[Stored data entries]
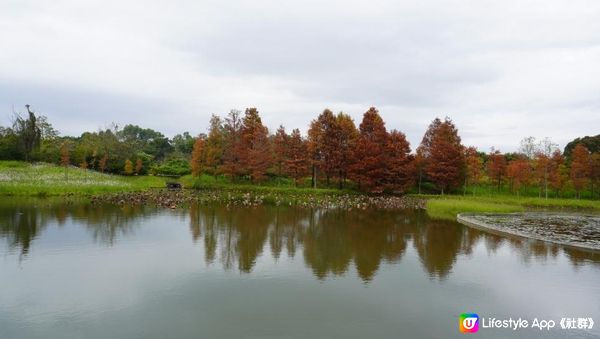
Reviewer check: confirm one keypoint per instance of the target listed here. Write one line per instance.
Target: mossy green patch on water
(448, 208)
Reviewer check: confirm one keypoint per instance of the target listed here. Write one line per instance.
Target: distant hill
(591, 143)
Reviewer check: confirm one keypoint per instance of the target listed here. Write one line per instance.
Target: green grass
(24, 179)
(446, 207)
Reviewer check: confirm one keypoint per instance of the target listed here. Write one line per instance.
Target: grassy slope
(446, 207)
(19, 178)
(282, 186)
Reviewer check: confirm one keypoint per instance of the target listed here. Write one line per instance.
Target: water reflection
(330, 242)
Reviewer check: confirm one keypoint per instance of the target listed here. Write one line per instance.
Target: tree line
(334, 153)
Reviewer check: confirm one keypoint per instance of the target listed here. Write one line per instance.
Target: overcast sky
(502, 70)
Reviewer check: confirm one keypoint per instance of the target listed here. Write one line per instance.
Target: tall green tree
(29, 133)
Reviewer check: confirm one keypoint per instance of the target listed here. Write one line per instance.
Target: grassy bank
(275, 185)
(24, 179)
(446, 207)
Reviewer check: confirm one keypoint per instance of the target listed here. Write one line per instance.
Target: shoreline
(468, 220)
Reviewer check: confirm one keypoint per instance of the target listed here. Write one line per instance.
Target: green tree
(28, 133)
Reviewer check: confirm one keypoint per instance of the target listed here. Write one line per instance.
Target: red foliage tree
(65, 157)
(595, 171)
(370, 169)
(400, 163)
(472, 166)
(518, 172)
(102, 163)
(424, 150)
(280, 144)
(580, 168)
(347, 135)
(558, 172)
(232, 145)
(496, 167)
(323, 137)
(445, 163)
(214, 146)
(197, 154)
(138, 166)
(255, 157)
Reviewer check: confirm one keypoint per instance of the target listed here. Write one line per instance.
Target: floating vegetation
(577, 230)
(179, 198)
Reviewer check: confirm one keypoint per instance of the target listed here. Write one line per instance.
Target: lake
(73, 270)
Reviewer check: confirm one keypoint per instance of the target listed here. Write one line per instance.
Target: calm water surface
(80, 271)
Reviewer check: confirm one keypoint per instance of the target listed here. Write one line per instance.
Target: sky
(502, 70)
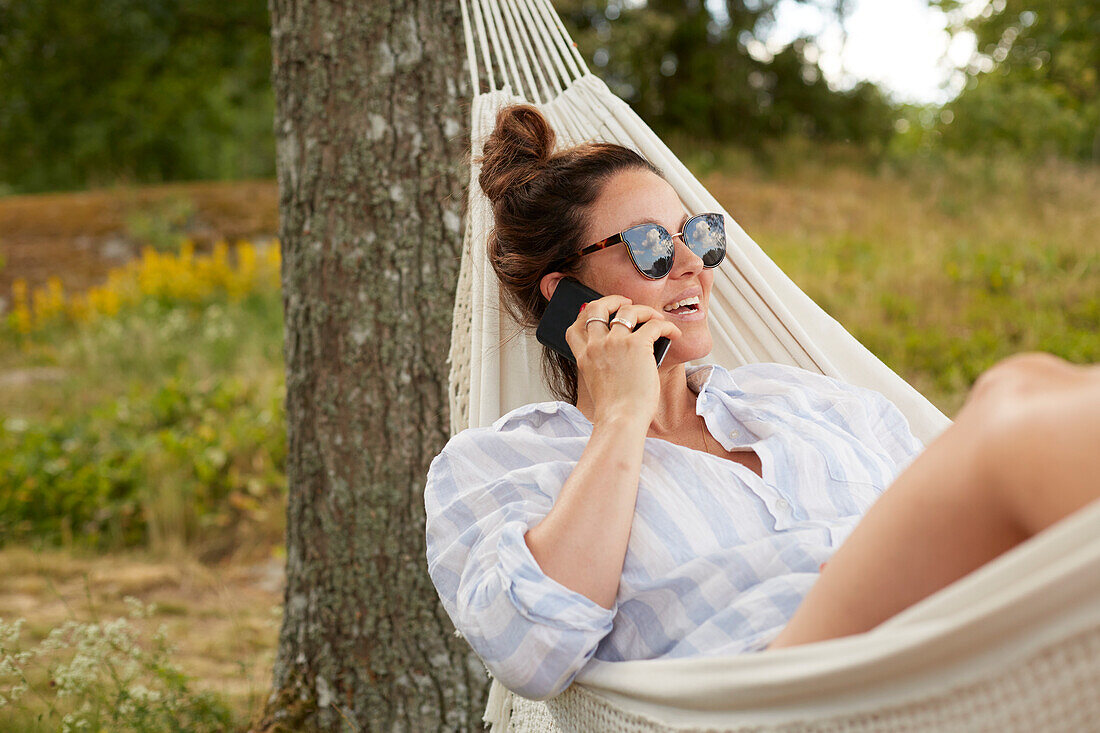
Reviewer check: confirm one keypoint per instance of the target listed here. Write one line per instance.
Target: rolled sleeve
(531, 632)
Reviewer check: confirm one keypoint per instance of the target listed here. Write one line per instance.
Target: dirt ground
(223, 621)
(78, 237)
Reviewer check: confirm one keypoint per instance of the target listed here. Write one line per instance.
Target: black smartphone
(561, 312)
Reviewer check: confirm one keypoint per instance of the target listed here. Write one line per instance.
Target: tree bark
(371, 130)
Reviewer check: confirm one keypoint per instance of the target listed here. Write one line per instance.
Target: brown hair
(540, 201)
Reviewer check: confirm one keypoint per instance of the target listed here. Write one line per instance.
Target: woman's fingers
(585, 324)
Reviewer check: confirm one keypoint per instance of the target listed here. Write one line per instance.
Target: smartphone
(561, 313)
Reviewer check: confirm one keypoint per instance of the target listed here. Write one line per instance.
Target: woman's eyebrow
(644, 220)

> DESCRIPTION OF THE TASK:
What you produce should repeat the data word for word while omitting all images.

> WRITTEN SOLUTION:
Reviewer check: confirm one keypoint per instance of the target listed here. Write one line per instance.
Target: mossy green patch on water
(448, 208)
Reviewer check: confirm one keypoint per instance of the target listed here. Write one line per instance.
Target: distant hill
(591, 143)
Reviewer check: confirm one keypoint per instance of the target listed here. Write one line per instance.
Target: green grass
(24, 179)
(446, 207)
Reviewer check: confirm one keypoint per instance of the target listed here. Write one line per instance.
Target: grassy slope
(446, 207)
(19, 178)
(282, 186)
Reviewer check: confirm one keypoint per instance of the target listed here. Write one line per instance.
Target: water reflection
(330, 242)
Reviewer check: confirm one keypoint per instance of the target listed here. Write one line per instance.
Target: tree line
(334, 153)
Reviewer check: confirm one keypoint per instance of the target listed here. Write one line per instance.
Target: overcast sky
(502, 70)
Reviewer check: confirm one keypoint per instance of the target listed here. Write one line per instance.
Target: tall green tree
(29, 133)
Reviewer check: confirm one keypoint per instance of the target listed here. Write one line per instance.
Target: grassy bank
(275, 185)
(24, 179)
(446, 207)
Reviewer check: confirm one keypoint per instance of the target listed here. Write one line per instance.
Target: shoreline
(468, 220)
Reviewer check: confirm one keypoint per instance of the target listed here. Write one line per instance.
Target: green tree
(28, 133)
Reviewer check: confirm one keypoint per instance of the target listed here. Write one line per instance.
Target: red foliage tree
(65, 157)
(595, 171)
(370, 169)
(400, 163)
(472, 166)
(518, 172)
(102, 163)
(424, 150)
(280, 144)
(580, 168)
(347, 135)
(558, 172)
(232, 145)
(496, 167)
(323, 137)
(445, 163)
(214, 146)
(197, 154)
(138, 166)
(255, 157)
Reviewer check: confirm one keypoint per instance of the target listed here. Write one line per instance.
Target: floating vegetation
(577, 230)
(179, 198)
Reviewer check: confirm one keypoint per instance of the target listed here. Write one line per instance.
Target: lake
(73, 270)
Reviewer check: confirm one keypoint per instance of the target listed here. Write one line per instance.
Target: calm water surface
(80, 271)
Reviewer check: confirm one keypoint per instance of the target listed here. Write one line per instance.
Target: sky
(502, 70)
Reviewer check: confirm one keypoint per instance of the target listed here. Write one line per instance.
Target: rolled sleeve
(531, 632)
Reviewer check: confirm one keypoint per instance of the target listed here. Write one line per instance.
Target: dirt ground
(223, 621)
(78, 237)
Reviewer check: confirm one keypoint per instance of the target listed here. Write one line per instance.
Target: black smartphone
(561, 312)
Reviewer check: confirm one keypoint per instance of the target listed here. Write one line per instance.
Target: tree bark
(371, 130)
Reviewer check: confirm one keypoint per instance of the target listed here. Write one line per instance.
Target: brown hair
(540, 201)
Reviewer check: confirm one keypoint per instance of the target listed here. Write one line per instance.
Target: woman's fingers
(585, 324)
Reviewer check: confirm one keypoint per instance of the target listed here. Write one line per instance.
Target: smartphone
(561, 313)
Reviewer check: confirm one keypoint per instance of the target listed here. Write one line per instance.
Target: woman's eyebrow
(644, 220)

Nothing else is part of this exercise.